HOW TO COMPLETE THIS TASK:
For this exercise, write out each entry below exactly as it reads.

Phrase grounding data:
------------------------------------------------
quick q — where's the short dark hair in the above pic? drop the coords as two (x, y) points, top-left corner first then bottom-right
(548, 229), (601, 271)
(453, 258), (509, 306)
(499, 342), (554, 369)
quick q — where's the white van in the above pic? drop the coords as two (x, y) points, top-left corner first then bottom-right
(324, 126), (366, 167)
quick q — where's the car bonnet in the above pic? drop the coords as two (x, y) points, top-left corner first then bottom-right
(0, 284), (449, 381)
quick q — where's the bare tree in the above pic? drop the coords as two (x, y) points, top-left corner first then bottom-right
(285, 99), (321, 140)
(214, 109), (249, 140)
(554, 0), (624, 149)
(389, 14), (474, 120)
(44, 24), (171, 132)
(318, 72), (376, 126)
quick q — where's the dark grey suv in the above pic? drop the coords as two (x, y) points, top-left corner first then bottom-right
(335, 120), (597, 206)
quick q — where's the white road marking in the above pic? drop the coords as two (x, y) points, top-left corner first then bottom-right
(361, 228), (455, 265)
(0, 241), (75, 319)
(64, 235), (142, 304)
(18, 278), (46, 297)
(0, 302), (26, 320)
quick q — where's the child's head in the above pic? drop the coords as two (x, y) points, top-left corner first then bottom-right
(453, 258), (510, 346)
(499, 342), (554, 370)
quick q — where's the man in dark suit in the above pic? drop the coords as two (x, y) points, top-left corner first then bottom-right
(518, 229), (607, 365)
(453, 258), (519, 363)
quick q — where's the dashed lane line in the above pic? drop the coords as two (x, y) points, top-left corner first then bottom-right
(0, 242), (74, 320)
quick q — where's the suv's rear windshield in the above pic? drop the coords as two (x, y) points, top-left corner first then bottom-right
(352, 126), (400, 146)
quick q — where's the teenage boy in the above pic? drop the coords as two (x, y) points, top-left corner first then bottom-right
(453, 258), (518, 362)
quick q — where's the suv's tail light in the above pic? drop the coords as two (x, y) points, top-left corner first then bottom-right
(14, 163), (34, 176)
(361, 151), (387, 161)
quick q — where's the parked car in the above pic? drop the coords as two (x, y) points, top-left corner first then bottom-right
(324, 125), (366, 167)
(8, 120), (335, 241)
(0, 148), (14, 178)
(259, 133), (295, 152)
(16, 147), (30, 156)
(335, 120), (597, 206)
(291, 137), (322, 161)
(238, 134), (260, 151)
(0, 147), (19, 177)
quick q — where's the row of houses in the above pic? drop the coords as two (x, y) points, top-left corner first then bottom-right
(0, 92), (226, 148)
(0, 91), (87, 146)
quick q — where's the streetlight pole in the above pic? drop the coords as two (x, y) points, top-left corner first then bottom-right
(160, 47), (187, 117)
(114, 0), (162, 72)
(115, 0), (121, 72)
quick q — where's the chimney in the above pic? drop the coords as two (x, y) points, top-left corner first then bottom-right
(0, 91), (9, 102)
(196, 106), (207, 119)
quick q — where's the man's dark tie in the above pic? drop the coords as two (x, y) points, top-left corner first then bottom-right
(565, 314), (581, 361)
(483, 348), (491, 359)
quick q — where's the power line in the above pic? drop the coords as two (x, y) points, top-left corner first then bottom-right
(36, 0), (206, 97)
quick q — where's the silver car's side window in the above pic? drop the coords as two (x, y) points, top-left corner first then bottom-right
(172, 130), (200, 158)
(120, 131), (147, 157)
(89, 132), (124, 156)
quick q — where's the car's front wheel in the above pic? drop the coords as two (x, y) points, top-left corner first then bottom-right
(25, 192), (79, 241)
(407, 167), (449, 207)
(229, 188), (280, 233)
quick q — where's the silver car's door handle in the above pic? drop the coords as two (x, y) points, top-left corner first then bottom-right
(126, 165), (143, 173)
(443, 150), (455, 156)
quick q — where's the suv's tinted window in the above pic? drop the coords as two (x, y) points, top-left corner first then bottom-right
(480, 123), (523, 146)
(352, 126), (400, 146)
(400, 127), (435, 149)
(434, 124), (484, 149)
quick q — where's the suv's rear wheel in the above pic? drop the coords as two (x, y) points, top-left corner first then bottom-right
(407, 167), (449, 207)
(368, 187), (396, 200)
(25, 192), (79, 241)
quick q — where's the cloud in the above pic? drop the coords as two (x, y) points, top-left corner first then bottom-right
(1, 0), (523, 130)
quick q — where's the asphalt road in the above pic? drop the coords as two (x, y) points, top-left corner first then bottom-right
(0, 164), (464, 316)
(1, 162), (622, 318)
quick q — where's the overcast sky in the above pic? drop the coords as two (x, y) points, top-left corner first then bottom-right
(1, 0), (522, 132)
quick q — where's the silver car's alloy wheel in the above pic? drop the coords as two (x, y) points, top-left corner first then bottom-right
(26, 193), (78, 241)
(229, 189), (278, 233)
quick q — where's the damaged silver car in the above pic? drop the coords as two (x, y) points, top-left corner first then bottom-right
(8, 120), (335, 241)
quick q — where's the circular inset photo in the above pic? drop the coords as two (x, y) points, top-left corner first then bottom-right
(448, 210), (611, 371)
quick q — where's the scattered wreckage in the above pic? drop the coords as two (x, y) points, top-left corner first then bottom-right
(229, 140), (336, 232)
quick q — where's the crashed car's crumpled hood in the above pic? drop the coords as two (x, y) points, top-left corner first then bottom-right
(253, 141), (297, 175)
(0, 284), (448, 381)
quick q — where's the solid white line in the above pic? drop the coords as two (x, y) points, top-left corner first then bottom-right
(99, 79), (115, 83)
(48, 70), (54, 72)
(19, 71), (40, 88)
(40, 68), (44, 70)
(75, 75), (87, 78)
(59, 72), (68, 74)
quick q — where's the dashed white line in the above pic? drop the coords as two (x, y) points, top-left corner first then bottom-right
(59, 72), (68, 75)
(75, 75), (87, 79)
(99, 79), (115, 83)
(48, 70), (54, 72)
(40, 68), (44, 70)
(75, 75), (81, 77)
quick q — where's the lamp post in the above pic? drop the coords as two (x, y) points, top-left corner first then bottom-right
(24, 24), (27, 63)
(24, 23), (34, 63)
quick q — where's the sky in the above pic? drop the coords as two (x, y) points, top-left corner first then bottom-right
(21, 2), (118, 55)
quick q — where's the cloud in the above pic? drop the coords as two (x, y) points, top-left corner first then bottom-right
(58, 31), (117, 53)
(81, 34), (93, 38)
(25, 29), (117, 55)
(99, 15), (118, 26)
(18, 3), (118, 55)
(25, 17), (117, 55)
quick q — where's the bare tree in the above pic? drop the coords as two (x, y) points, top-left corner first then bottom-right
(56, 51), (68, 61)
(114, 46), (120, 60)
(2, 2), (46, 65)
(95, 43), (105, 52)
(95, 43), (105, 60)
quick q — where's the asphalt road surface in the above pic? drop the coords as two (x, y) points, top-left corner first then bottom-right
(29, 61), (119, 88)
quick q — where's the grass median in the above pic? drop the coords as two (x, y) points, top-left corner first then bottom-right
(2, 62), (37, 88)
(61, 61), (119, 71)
------------------------------------------------
SOLUTION TO THIS TASK:
quick q — where's the short dark hair in the above pic? drop the coords as two (x, y) points, top-left corner first then bottom-right
(548, 229), (601, 271)
(453, 258), (509, 306)
(499, 342), (554, 369)
quick q — where's the white van in the above pic? drop the coords as two (x, y) points, top-left corner first then bottom-right
(324, 126), (366, 167)
quick q — where's the car bonnet in the above pic? drop the coords as two (x, y) points, top-left corner first then bottom-right
(0, 284), (449, 381)
quick q — where's the bare tree in the above pic? drop the coords as two (x, y) points, top-left corner first then bottom-right
(285, 99), (321, 140)
(214, 109), (249, 140)
(554, 0), (624, 149)
(389, 14), (474, 120)
(44, 24), (171, 132)
(318, 72), (376, 126)
quick q — where's the dark grey suv in the above pic? drop the coords as two (x, y) points, top-left corner first then bottom-right
(335, 120), (597, 206)
quick q — where's the white road marking in the above pic? drop the coords as two (x, y) points, top-left corner first then bottom-right
(361, 228), (455, 265)
(0, 241), (75, 319)
(64, 235), (142, 304)
(18, 278), (46, 297)
(0, 302), (26, 320)
quick q — where's the child's head in the above pic? drop the coords as two (x, y) points, top-left corner first then bottom-right
(453, 258), (510, 346)
(499, 342), (554, 370)
quick q — where's the man in dark suit in the above pic? drop the coords as two (x, y) points, top-left corner first then bottom-right
(518, 229), (607, 365)
(453, 258), (519, 363)
quick q — where's the dashed lane line in the above pic? drop the coords as two (x, y) points, top-left corner first then bottom-right
(0, 242), (74, 320)
quick q — where's the suv's rear windshield in the above pic? drop the coords as two (x, y) points, top-left corner first then bottom-right
(352, 126), (400, 146)
quick q — where's the teenage boy in the above pic? drop the coords as two (x, y) points, top-left corner first then bottom-right
(453, 258), (518, 362)
quick q — where's the suv's tail light in the above pic? drop the coords as two (x, y) points, top-left corner first then bottom-right
(14, 163), (34, 176)
(361, 151), (387, 161)
quick q — where's the parked car in the above pic? drop the coords as two (x, y) points, top-left corner first then bottom-right
(324, 125), (366, 167)
(8, 120), (335, 241)
(0, 148), (14, 178)
(259, 133), (295, 152)
(16, 147), (30, 156)
(335, 120), (597, 206)
(291, 137), (322, 161)
(238, 134), (260, 151)
(0, 147), (19, 177)
quick q — where's the row of houses in the above pic? drop the coords as two (x, y) points, top-left corner first then bottom-right
(0, 92), (226, 148)
(0, 91), (87, 146)
quick q — where's the streetlight pole in the above pic? drop the coords as two (x, y) points, top-left corner first then bottom-right
(160, 47), (187, 117)
(114, 0), (162, 72)
(115, 0), (121, 72)
quick q — where's the chimney in the above pic? drop the coords as two (x, y) points, top-left corner first then bottom-right
(0, 91), (9, 102)
(196, 106), (207, 119)
quick q — where's the man's dark tie in the above pic? drop the coords as two (x, y) points, top-left corner first then bottom-right
(565, 314), (581, 361)
(483, 348), (491, 359)
quick q — where's the power line in the above pic? drop the coords as two (x, y) points, top-left corner first then bottom-right
(36, 0), (206, 97)
quick q — where's the silver car's side window in the above pic? drop the coords as two (x, y) points, top-left corner first then bottom-right
(172, 130), (200, 158)
(120, 131), (147, 157)
(89, 132), (124, 156)
quick q — where's the car's front wheel in the above pic? drop the coords as two (x, y) points, top-left corner first then bottom-right
(25, 192), (79, 241)
(407, 167), (449, 207)
(229, 188), (280, 233)
quick q — where's the silver car's door handle in the above pic? drop the coords as two (x, y) points, top-left corner first then bottom-right
(126, 165), (143, 173)
(443, 150), (455, 156)
quick q — where's the suv's tinted window in the above pic? drop the coords as two (x, y) points, top-left corner first then bottom-right
(480, 123), (523, 146)
(352, 126), (400, 146)
(400, 127), (435, 149)
(434, 124), (484, 149)
quick q — where's the suv's rear wheel in the above pic? drop the coords as two (x, y) points, top-left corner first then bottom-right
(407, 167), (449, 207)
(368, 187), (396, 200)
(25, 192), (79, 241)
quick q — where's the cloud in the above pic? drop the coords as two (x, y) points, top-left corner first then bottom-right
(1, 0), (523, 130)
quick q — where's the asphalt road in the above pic? drop the coords as two (x, y) points, top-left corner first then bottom-right
(0, 164), (464, 316)
(1, 162), (622, 318)
quick q — where's the overcast sky in the above pic? drop the coords as two (x, y) points, top-left corner first then bottom-right
(1, 0), (522, 132)
quick q — where's the silver car's alloy wheel in the above pic? drop the coords as two (x, y) points, top-left corner first then bottom-right
(26, 193), (78, 241)
(229, 189), (278, 233)
quick q — where's the damaged silver car in the above pic? drop the coords as two (x, y) points, top-left corner first then bottom-right
(8, 120), (335, 241)
quick q — where's the circular inset photo in the above pic? drop the coords as two (x, y) points, top-left corner first then bottom-right
(448, 210), (611, 371)
quick q — where's the scattered wreckage in the above pic? drop the coords as two (x, y) points, top-left corner first then bottom-right
(229, 140), (336, 232)
quick q — where's the crashed car's crumpled hood in the above pic? drop the coords as two (x, y) points, top-left corner first then bottom-right
(253, 141), (297, 175)
(0, 284), (448, 381)
quick q — where's the solid white line in the above pic? drop the coords as two (x, y) points, top-left corner first then bottom-right
(99, 79), (115, 83)
(48, 70), (54, 72)
(19, 71), (40, 88)
(40, 68), (44, 70)
(75, 75), (87, 78)
(59, 72), (68, 74)
quick q — where's the dashed white line in the above pic? drop the coords as two (x, y) points, top-left corner first then bottom-right
(59, 72), (68, 75)
(75, 75), (87, 79)
(99, 79), (115, 83)
(48, 70), (54, 72)
(40, 68), (44, 70)
(75, 75), (81, 77)
quick q — where's the lamp post in the above pic? drop the coords as two (x, y) points, top-left corner first then bottom-right
(24, 24), (27, 63)
(24, 23), (34, 63)
quick q — where's the sky in the above pic? drop the coords as two (x, y) points, top-left corner first then bottom-right
(21, 2), (118, 55)
quick q — where's the cloud in the above pic? drop the coords as two (x, y) points, top-left corner first then bottom-right
(58, 31), (117, 53)
(81, 34), (93, 38)
(25, 29), (117, 55)
(99, 15), (118, 26)
(18, 3), (118, 55)
(25, 17), (117, 55)
quick q — where's the bare tree in the above pic? drop the coords as two (x, y) points, top-left corner first then bottom-right
(56, 51), (68, 61)
(114, 46), (120, 60)
(2, 2), (46, 65)
(95, 43), (105, 52)
(95, 43), (105, 60)
quick q — where's the asphalt road surface in the above pic? drop the coords as two (x, y) points, top-left corner first then bottom-right
(29, 61), (119, 88)
quick q — where's the grass median in the above pic? drop the coords as two (x, y) points, top-left corner first then bottom-right
(2, 62), (37, 88)
(61, 61), (119, 71)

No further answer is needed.